=== Task instructions ===
**a)** In the self-care text, what was Elizabeth Muenk doing when she realized her body was acting as if it were in a constant emergency?
**b)** Extend the self-care text from its last sentence.

=== Text provided ===
--- START ---

Practical Ways to Carve Out Time for Self-Care

It feels like there aren't enough hours in the day to dedicate to work, family and other obligations — let alone self-care. But it's easier to prioritize your physical, mental and emotional well-being than you realize, a local clinical psychologist says.

In summer 2020, Elizabeth Muenk, a clinical psychologist at Horizon Counseling Services in Royal Oak and a mom of one, was dealing with her son’s complex medical issues in the midst of a global pandemic. The combination of stressors was impacting Muenk in ways she wasn’t completely aware — until one day when it suddenly hit her.

“I realized when I was making coffee that I was making coffee as if I was on a timer and it was a race to see who could make the fastest coffee on the planet,” she says. “And that snapshot moment was really helpful for me to notice that my body was running as if it was an emergency all the time.”

The stress was taking its toll and could have caused other issues. In fact, chronic stress can lead to chronic fatigue and irritable bowel syndrome, in addition to relationship and work complications, Muenk says.

“Honestly, I’m talking about the extreme when our un-wellness or lack of self-care affects every area of our life, but it’s not hard to get there with all these stressors, especially as a parent,” she says. “All of the support systems, all of those external places we used to find joy — those are not available for us right now.”

--- END ---

=== Exercise data ===
--- START ---

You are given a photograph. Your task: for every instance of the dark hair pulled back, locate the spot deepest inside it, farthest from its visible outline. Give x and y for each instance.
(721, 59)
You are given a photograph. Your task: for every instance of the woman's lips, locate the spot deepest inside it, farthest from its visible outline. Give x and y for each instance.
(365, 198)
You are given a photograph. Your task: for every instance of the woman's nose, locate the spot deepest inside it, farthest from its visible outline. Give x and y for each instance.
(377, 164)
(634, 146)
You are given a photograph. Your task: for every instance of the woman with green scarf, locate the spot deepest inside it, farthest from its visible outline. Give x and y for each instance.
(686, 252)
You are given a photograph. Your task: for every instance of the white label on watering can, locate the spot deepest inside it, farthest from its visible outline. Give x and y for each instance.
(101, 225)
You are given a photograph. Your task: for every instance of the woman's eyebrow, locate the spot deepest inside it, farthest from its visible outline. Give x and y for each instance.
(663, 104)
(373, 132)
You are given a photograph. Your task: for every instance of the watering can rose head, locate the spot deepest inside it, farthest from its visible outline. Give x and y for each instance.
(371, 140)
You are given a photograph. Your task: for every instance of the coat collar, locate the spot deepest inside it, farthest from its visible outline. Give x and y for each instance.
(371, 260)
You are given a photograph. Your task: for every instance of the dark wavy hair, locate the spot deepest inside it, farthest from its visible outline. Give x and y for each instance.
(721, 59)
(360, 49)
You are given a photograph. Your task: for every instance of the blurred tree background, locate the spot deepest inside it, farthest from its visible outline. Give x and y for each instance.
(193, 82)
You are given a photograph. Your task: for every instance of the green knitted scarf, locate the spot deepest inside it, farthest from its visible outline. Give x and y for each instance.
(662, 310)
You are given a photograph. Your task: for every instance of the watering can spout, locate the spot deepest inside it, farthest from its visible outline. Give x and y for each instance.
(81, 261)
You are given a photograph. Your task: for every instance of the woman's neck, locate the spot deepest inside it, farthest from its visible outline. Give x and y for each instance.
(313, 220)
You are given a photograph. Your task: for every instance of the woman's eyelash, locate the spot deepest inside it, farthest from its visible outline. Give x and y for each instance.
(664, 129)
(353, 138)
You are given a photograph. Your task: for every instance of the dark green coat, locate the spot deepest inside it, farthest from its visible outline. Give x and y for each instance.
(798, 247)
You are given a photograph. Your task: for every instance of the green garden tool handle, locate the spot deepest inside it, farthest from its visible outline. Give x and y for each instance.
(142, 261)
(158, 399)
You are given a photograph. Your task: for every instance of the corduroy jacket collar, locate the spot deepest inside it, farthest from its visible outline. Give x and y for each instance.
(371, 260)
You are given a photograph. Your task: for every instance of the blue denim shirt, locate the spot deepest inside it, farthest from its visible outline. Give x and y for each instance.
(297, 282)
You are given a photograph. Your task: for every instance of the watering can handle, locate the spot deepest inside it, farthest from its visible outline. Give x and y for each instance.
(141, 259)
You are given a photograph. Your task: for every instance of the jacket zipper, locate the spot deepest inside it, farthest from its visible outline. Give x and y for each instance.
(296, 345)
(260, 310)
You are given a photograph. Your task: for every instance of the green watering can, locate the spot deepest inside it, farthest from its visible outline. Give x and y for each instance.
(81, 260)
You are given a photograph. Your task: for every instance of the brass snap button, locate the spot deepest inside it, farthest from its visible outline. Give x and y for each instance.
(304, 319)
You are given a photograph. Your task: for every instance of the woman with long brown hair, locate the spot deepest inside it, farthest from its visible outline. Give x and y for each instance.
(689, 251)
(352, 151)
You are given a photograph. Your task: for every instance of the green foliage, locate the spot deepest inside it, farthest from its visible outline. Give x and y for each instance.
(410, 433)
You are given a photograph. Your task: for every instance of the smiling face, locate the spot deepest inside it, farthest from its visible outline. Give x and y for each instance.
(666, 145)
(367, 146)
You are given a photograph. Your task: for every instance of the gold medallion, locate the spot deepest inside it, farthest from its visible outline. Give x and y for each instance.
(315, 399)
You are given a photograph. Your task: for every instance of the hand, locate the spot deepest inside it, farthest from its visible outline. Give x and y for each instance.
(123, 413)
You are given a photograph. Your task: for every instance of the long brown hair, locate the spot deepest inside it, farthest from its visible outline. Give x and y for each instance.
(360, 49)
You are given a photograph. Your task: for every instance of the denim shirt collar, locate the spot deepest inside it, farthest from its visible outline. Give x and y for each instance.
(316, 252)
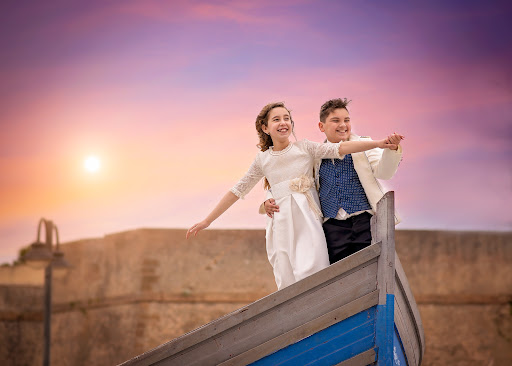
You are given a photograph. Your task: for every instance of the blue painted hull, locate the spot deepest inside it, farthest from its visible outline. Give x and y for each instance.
(361, 332)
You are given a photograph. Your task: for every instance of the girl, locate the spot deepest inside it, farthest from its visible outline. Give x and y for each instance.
(296, 245)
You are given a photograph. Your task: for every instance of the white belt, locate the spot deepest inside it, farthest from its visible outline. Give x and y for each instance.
(302, 184)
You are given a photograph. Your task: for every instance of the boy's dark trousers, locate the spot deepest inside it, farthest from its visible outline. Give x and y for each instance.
(345, 237)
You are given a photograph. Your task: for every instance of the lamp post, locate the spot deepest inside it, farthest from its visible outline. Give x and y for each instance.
(45, 256)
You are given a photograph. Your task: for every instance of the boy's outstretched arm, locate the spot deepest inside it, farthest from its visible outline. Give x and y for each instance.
(225, 203)
(349, 147)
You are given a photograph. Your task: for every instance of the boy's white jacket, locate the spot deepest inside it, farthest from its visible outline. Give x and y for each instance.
(370, 165)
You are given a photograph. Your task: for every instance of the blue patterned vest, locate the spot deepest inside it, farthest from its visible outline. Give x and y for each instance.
(340, 187)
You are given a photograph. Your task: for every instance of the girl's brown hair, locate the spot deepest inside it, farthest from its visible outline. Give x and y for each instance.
(262, 119)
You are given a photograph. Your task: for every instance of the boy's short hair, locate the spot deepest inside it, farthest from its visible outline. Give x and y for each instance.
(331, 105)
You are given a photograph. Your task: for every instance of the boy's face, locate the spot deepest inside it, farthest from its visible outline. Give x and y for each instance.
(336, 126)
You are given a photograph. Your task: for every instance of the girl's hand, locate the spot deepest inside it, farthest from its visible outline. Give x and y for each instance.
(197, 228)
(271, 207)
(384, 144)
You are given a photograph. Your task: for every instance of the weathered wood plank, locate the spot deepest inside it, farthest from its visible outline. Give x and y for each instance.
(405, 334)
(304, 330)
(383, 227)
(362, 359)
(403, 286)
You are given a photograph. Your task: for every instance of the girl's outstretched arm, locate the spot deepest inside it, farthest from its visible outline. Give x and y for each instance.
(349, 147)
(225, 203)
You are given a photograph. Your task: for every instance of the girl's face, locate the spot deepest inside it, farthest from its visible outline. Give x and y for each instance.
(279, 124)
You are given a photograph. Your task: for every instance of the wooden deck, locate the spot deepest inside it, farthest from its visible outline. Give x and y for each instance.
(358, 311)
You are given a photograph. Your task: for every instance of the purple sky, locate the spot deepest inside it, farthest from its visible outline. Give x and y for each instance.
(166, 93)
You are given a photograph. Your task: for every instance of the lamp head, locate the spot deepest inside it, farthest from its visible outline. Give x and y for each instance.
(38, 256)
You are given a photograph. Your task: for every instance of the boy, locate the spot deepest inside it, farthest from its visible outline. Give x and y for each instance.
(348, 188)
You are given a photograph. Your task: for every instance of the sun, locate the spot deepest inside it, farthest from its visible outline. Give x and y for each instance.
(92, 164)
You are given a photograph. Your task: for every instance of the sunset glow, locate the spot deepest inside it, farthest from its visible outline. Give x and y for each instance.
(164, 94)
(92, 164)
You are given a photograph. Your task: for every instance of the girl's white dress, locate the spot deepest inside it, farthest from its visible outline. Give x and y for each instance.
(296, 245)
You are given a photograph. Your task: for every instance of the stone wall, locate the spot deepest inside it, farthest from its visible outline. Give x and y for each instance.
(131, 291)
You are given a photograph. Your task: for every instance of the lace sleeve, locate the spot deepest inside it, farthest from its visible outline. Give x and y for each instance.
(323, 150)
(249, 180)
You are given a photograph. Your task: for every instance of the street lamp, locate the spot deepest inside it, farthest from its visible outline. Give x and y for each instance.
(45, 256)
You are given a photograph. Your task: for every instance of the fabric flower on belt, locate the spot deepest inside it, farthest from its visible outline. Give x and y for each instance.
(303, 184)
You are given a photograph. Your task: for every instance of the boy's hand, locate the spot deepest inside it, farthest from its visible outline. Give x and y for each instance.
(394, 139)
(271, 207)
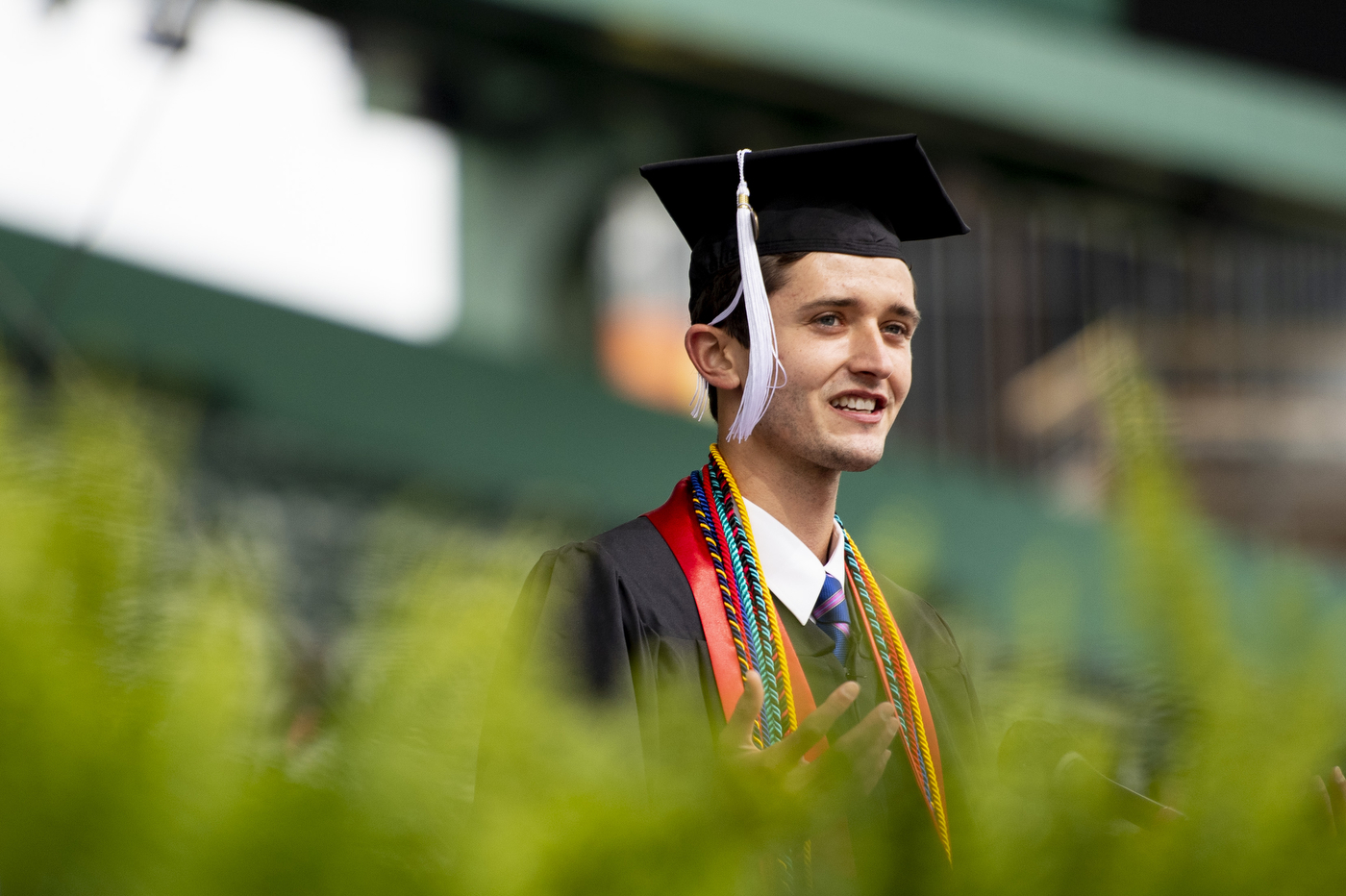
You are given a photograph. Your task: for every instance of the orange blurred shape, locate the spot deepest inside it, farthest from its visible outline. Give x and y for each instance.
(642, 358)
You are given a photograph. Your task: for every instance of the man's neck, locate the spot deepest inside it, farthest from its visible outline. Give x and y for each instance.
(801, 495)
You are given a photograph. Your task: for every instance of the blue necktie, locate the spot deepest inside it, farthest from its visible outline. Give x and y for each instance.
(832, 615)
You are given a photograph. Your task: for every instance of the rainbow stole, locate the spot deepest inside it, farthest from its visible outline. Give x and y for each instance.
(706, 525)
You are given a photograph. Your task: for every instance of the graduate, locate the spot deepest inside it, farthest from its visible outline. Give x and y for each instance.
(744, 595)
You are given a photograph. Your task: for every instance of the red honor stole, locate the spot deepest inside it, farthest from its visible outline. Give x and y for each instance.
(695, 518)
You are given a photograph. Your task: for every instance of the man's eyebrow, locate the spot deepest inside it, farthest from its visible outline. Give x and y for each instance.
(898, 309)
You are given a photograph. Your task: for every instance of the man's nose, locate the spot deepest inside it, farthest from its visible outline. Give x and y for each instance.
(870, 354)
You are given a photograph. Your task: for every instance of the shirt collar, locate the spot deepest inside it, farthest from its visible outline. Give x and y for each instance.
(791, 571)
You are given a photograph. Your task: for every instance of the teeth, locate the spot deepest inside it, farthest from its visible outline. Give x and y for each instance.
(851, 403)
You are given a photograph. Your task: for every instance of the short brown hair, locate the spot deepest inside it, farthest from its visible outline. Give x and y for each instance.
(716, 297)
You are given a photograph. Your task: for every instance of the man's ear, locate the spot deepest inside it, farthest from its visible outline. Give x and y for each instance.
(716, 356)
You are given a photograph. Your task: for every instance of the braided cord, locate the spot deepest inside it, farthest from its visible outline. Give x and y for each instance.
(762, 595)
(756, 627)
(731, 606)
(902, 676)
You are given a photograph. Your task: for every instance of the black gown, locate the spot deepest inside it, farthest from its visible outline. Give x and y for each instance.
(618, 615)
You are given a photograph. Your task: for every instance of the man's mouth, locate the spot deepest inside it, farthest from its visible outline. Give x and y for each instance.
(859, 404)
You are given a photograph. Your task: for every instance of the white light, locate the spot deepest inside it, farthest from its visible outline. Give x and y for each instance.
(248, 162)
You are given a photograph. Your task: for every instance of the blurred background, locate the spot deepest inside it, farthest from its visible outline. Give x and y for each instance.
(400, 249)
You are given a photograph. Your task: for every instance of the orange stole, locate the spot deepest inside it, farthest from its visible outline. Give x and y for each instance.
(676, 522)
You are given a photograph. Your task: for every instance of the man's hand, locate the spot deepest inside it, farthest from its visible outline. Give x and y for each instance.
(1333, 797)
(858, 759)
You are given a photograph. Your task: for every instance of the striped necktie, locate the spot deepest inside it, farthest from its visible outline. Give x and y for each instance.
(832, 615)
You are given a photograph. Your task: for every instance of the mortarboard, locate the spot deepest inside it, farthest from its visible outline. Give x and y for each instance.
(859, 198)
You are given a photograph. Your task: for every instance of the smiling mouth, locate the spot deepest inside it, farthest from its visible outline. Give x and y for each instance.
(859, 404)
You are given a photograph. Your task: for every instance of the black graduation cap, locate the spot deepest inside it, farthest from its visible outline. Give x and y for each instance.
(857, 197)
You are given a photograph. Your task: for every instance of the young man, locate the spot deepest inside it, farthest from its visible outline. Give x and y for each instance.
(743, 593)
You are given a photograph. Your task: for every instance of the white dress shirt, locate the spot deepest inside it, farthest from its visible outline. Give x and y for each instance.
(791, 571)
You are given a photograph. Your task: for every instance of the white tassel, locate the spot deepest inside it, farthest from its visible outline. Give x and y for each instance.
(763, 360)
(702, 398)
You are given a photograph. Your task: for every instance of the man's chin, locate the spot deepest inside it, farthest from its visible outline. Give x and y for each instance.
(854, 458)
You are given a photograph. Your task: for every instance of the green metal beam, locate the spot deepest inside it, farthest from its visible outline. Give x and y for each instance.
(1086, 87)
(517, 436)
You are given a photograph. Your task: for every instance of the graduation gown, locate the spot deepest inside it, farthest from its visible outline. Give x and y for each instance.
(616, 618)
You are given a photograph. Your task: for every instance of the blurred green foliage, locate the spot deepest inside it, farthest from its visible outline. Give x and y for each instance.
(151, 738)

--- END ---

=== Responses by task ===
**a)** She was making coffee.

**b)**
That’s why it’s crucial to carve out time for self-care, which is a conscious act to impact physical, mental or emotional well-being. Guilt about prioritizing your own needs may be inevitable, especially if you’re taking time away from family or a chore, but self-care is necessary, Muenk notes.

Investing in a new Peloton bike or fancy massage chair isn’t the only way to achieve self-care. In fact, it’s even simpler. Here’s how to get started.

Sparking joy and finding balance

Before you begin your self-care journey, it’s important to define mental health.

“I think it just means living a life that brings us some joy and has some balance,” Muenk says. “Those are abstract terms but I think it gives us an idea of where we’re going, and even though that means something different to all of us, it means something.”

Write it out. “A busy, stressed out mind is not a place that can have organized, orderly thoughts,” she says.

Write down the things you think should change in your life. The physical act of writing things out slows you down and helps you observe what you’ve just written.

Chart it out. Draw a pie chart and separate it into slivers. Each sliver should be labeled as an area of life — work, marriage, social, parenting (you can make it specific to different children in the house), fun, pleasure, health (can include physical, mental, spiritual) and family. From here, do a simple check-in with each area, Muenk suggests. Rate the stress, imbalance or dissatisfaction in each area of your life from one to 10. In this case, one is “no stress” while 10 is the most stress. The goal, she notes, is to fluctuate around five or six.

Once you’ve done this, rate enjoyment, calmness and peacefulness in each category on a scale of 1-7, with 7 being the “most pleasure,” which is the goal. Doing this allows you to see that areas of life can be both stressful and joyful at the same time. It also can demonstrate which areas are severely out of balance.

“This is a really concrete, logical way to start examining how can I increase my pleasure and my joy, how can I decrease my stress and get more balance in every area of my life.”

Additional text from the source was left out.